(Named-object pointing records)
....................

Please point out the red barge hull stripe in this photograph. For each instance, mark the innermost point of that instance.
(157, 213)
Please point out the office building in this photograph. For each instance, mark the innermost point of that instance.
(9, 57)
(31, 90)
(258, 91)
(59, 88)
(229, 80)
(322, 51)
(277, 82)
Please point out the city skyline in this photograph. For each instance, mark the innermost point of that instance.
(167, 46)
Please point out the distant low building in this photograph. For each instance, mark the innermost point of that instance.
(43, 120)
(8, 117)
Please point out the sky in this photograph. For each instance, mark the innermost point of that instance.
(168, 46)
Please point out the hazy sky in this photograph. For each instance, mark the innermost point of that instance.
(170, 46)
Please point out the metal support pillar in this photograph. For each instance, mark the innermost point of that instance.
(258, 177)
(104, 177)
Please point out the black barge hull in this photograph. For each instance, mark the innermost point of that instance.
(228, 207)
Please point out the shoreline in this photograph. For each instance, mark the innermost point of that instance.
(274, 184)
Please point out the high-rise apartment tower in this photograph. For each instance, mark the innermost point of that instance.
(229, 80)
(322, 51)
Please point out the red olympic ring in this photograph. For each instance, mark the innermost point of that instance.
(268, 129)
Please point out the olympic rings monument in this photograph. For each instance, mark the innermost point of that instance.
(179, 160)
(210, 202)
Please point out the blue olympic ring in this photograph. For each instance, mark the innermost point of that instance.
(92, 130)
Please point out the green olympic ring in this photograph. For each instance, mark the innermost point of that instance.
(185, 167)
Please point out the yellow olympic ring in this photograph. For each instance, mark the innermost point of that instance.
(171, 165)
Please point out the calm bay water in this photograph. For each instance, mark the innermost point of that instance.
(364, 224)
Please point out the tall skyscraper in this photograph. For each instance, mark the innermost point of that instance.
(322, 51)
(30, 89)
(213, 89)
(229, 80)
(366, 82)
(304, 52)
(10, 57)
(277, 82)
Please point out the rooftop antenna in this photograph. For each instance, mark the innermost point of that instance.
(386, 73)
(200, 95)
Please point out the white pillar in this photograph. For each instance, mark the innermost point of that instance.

....................

Exactly reproduce the lines from the one containing "Please point out the green" through the end of the records, and only those lines.

Please point out the green olympic ring in this photograph. For each instance, mark the innermost point of that instance.
(185, 167)
Please point out the yellow olympic ring in this photograph. For each instance, mark the innermost point of that instance.
(171, 165)
Please point out the calm bay water in this photograph. For each instance, mark the innermost point of that instance.
(364, 224)
Please point out the tall skyscraper in this photograph. For each instance, mark the innermost point of that instance.
(322, 51)
(30, 89)
(213, 89)
(229, 80)
(366, 82)
(304, 52)
(10, 57)
(277, 82)
Please point out the rooftop antenna in this photograph. For each instance, mark the innermost point of that instance.
(386, 73)
(200, 95)
Please point out the white pillar in this photograph. For each instance, mark the innermost point of that instance.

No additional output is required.